Your assignment: In the records below, find the line with "corridor, one line per instance." and the line with "photograph, one line per instance.". Print both exactly, along with every line between them, and no other line.

*** Supplied data

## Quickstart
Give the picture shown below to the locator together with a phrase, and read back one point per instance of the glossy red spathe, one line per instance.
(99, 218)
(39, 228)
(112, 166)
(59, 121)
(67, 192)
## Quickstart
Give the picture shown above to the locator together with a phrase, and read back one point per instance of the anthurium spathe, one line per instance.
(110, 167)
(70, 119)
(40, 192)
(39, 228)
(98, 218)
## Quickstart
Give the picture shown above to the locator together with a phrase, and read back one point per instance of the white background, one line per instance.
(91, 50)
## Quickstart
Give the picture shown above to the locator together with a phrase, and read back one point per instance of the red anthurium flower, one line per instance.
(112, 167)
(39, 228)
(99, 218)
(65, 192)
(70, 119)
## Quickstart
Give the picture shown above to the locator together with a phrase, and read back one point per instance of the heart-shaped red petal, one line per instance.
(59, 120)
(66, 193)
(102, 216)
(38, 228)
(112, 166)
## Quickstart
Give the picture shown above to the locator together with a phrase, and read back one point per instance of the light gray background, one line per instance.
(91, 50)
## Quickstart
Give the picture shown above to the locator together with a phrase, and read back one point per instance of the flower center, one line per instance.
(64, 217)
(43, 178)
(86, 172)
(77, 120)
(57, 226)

******
*** Supplied data

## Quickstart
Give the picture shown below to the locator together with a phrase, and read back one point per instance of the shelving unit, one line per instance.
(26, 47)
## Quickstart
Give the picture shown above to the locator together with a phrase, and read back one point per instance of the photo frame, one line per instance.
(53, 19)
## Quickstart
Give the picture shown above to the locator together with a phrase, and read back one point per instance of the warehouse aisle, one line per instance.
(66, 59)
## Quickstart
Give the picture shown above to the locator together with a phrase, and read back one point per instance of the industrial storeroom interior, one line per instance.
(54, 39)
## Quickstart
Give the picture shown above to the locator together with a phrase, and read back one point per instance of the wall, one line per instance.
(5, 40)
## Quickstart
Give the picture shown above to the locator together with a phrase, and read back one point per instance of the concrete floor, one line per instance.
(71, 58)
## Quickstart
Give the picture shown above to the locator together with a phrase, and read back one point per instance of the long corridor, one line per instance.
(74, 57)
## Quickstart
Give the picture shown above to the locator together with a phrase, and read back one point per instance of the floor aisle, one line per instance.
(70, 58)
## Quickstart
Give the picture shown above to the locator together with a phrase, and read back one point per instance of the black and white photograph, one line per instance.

******

Exercise solution:
Give the picture shown above to the locator together with a phrase, and read back one point per instance of the long corridor, one line per instance.
(74, 57)
## Quickstart
Give the picture shown above to the locator together with a phrase, and read back one point per instance of the floor aisle, one line per instance.
(70, 58)
## Quickstart
Give the picture shown above to the locator together with a phrase, and read back one point per instance of the black and white photograph, one line per instance.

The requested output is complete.